__Teks Bacaan__

»»

Melbourne, Australia – Lee Little mengingat kembali panggilan telepon dengan putrinya pada Desember 2017; itu hanya beberapa menit sebelum Alicia tewas.
“Saya berbicara dengannya 15 menit sebelum dia meninggal,” kata Little kepada Al Jazeera.
“Saya tanya dia, apa dia baik-baik saja? Apa dia mau kami menjemput? Dan dia bilang, ‘Nggak, aku ada mobil kok. Aku baik-baik saja, Bu, semua barang udah dikemas.’”
Alicia Little sedang berada di ambang untuk akhirnya meninggalkan hubungan penuh kekerasan yang telah berlangsung selama empat setengah tahun.
Tidak hanya menelepon ibunya, Alicia juga telah menghubungi hotline darurat polisi untuk minta bantuan, karena tunangannya, Charles Evans, sedang mengamuk dalam keadaan mabuk.
Alicia tahu apa yang diharapkan dari pasangannya: kekerasan ekstrem.
Evans memiliki riwayat penyiksaan terhadap Alicia, dengan ibunya menceritakan kepada Al Jazeera kali pertama hal itu terjadi.
“Pertama kalinya dia benar-benar memukulinya, dia sedang menelepon saya. Dan sesaat kemudian, saya dengar dia mendatangi Alicia dan mencoba merebut ponselnya,” kata Little.
“Saya dengar dia berkata, ‘Lepaskan tanganmu dari leherku. Aku nggak bisa napas.’ Dan sesaat kemudian, kau dengar dia bilang, ‘Kau lebih baik mati.’”
Little bercerita bagaimana dia mengambil foto luka-luka putrinya yang mengerikan.
“Dia punya tulang rusuk patah. Tulang pipi patah, rahang patah, mata hitam, dan di bagian lehernya dimana dia mencekik, bekas jarinya kelihatan. Itu memar, dan di bagian samping tubuhnya tempat dia menendang, bekas kakinya terlihat jelas.”
Seperti banyak hubungan abusive, sebuah pola akan muncul, dimana Alicia akan pergi sementara, hanya untuk kembali setelah Evans berjanji akan mengubah perilakunya.

««

__Daftar Soal__
1. Berapa lama hubungan penuh kekerasan yang dijalani Alicia telah berlangsung menurut teks bacaan tentang Alicia Little?
2. Sambung teks bacaan tentang Alicia Little setelah kalimat terakhirnya.

__Kumpulan Entri__
»»

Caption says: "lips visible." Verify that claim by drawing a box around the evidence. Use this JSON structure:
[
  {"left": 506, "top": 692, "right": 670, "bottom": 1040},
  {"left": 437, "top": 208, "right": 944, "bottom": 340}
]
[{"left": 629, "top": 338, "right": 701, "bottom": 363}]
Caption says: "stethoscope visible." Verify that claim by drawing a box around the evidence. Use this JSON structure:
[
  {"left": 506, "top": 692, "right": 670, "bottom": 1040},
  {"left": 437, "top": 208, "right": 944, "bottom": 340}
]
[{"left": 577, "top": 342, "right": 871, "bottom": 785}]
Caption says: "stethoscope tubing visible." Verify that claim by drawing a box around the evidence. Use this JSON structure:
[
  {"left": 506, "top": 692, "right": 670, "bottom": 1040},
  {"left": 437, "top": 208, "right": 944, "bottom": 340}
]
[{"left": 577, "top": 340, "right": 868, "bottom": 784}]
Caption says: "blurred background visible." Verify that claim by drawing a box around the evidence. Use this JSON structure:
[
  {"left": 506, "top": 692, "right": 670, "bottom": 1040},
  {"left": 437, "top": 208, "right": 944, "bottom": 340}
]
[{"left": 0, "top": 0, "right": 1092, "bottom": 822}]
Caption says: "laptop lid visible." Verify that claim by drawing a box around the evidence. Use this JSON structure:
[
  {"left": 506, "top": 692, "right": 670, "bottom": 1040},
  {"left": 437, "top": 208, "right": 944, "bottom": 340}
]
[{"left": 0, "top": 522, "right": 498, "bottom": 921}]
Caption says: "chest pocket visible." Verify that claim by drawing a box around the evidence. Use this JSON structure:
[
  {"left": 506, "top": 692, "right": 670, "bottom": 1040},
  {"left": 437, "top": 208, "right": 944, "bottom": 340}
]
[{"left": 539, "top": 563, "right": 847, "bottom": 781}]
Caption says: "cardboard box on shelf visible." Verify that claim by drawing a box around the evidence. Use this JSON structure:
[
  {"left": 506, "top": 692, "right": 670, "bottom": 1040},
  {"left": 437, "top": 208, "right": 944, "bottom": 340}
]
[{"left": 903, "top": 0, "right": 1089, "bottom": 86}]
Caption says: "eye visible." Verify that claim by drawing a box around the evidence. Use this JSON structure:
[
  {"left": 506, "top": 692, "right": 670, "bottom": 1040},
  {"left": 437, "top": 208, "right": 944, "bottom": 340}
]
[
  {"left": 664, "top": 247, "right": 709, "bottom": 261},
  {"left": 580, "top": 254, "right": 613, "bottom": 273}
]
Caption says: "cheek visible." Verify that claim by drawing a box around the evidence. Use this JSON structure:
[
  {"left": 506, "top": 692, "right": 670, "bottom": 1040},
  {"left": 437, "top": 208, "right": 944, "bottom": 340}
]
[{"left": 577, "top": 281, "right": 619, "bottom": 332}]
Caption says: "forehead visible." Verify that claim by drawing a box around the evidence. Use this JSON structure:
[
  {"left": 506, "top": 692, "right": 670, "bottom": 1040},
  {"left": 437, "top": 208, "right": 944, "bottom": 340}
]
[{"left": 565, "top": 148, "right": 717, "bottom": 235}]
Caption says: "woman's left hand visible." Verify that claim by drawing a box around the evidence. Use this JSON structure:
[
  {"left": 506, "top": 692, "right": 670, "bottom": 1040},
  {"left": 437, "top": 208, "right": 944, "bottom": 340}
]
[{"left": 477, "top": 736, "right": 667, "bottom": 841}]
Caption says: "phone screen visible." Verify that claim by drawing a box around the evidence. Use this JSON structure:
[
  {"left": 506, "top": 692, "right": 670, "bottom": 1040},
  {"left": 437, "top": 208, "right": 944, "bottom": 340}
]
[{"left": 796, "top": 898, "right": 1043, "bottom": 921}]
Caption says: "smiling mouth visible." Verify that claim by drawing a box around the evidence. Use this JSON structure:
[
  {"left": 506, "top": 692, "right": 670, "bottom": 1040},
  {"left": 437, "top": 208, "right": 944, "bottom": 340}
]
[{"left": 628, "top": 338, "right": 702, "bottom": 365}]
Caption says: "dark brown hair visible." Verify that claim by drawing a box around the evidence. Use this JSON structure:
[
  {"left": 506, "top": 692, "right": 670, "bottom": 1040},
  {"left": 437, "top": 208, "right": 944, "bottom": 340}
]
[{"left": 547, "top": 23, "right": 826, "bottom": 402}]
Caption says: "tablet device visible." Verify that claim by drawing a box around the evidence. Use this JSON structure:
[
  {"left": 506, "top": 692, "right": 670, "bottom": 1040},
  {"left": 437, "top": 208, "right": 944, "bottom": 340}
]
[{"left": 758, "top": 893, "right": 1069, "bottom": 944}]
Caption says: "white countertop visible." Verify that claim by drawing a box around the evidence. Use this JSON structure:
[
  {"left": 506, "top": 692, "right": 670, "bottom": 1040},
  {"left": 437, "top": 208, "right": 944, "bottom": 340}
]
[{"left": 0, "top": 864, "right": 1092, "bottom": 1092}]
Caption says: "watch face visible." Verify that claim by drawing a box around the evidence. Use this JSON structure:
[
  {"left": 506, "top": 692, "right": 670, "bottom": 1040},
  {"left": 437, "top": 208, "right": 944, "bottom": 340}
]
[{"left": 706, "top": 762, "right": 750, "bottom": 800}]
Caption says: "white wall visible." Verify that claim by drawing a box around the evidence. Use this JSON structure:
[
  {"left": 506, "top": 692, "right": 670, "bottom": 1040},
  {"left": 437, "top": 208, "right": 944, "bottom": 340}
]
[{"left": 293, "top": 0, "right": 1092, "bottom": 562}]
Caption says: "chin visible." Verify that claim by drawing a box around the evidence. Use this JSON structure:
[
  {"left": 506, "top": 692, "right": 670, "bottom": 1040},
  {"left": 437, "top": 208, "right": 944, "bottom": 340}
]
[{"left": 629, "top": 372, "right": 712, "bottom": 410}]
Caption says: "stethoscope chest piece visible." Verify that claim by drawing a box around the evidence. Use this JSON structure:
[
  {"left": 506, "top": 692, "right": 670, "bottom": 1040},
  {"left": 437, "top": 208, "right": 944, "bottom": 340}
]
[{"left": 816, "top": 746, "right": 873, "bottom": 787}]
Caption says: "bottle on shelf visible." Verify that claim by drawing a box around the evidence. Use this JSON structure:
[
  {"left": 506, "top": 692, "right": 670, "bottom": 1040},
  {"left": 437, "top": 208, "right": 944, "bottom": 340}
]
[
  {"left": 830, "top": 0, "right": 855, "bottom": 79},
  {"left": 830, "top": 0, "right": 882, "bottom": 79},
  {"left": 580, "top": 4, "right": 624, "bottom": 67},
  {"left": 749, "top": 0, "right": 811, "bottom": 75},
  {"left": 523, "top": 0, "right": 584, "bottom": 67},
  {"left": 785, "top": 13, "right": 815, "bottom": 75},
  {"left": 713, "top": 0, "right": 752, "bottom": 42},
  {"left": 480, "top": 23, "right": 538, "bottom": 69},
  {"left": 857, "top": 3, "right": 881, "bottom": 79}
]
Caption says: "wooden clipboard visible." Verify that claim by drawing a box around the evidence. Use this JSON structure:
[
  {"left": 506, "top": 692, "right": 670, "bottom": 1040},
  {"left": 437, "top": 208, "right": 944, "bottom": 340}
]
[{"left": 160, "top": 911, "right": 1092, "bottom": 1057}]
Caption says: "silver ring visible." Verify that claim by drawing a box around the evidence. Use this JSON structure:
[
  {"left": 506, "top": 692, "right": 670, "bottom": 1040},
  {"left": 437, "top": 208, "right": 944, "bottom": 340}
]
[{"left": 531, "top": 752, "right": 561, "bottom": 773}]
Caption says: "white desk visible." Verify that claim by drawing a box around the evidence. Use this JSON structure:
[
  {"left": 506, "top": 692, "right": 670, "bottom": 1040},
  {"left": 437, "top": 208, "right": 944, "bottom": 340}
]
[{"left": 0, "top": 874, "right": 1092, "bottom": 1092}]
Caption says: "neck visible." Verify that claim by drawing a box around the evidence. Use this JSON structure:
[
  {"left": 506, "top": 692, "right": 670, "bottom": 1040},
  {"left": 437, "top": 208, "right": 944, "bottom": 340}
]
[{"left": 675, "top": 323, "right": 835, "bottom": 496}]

««

__Jawaban yang Diharapkan__
1. Empat setengah tahun.

2.
“Ini terjadi terus-terusan selama empat setengah tahun,” kata Little.
“Dia akan memukulinya, dia akan pulang ke rumah, dan kemudian dia bilang ke saya, ‘Bu, dia bilang dia sudah cari pertolongan.’”
Namun kekerasannya justru semakin meningkat.
Lee Little dengan foto putrinya, Alicia Little, yang dibunuh oleh pasangannya pada tahun 2017. Pembunuh Alicia hanya menjalani hukuman penjara dua tahun delapan bulan untuk kejahatan tersebut [Ali MC/Al Jazeera]
Pada malam Alicia memutuskan untuk pergi untuk selamanya, Evans mengendarai mobil four-wheel-drive-nya ke arahnya, menyempitkan Alicia di antara depan kendaraan dan tangki air.
Alicia Little, berusia 41 tahun dan seorang ibu dari dua anak laki-laki, meninggal dalam beberapa menit sebelum polisi yang dihubunginya tiba.
Saat ia terbaring menarik napas terakhirnya, rekaman kamera pengawas kemudian menunjukkan pembunuhnya minum bir di pub lokal, tempat ia pergi setelah menabrak Alicia.
Evans ditangkap, dan setelah awalnya didakwa dengan pembunuhan, dakwaannya diturunkan menjadi mengemudi berbahaya yang mengakibatkan kematian dan gagal memberikan bantuan setelah kecelakaan kendaraan bermotor.
Dia dibebaskan dari penjara setelah hanya dua tahun delapan bulan.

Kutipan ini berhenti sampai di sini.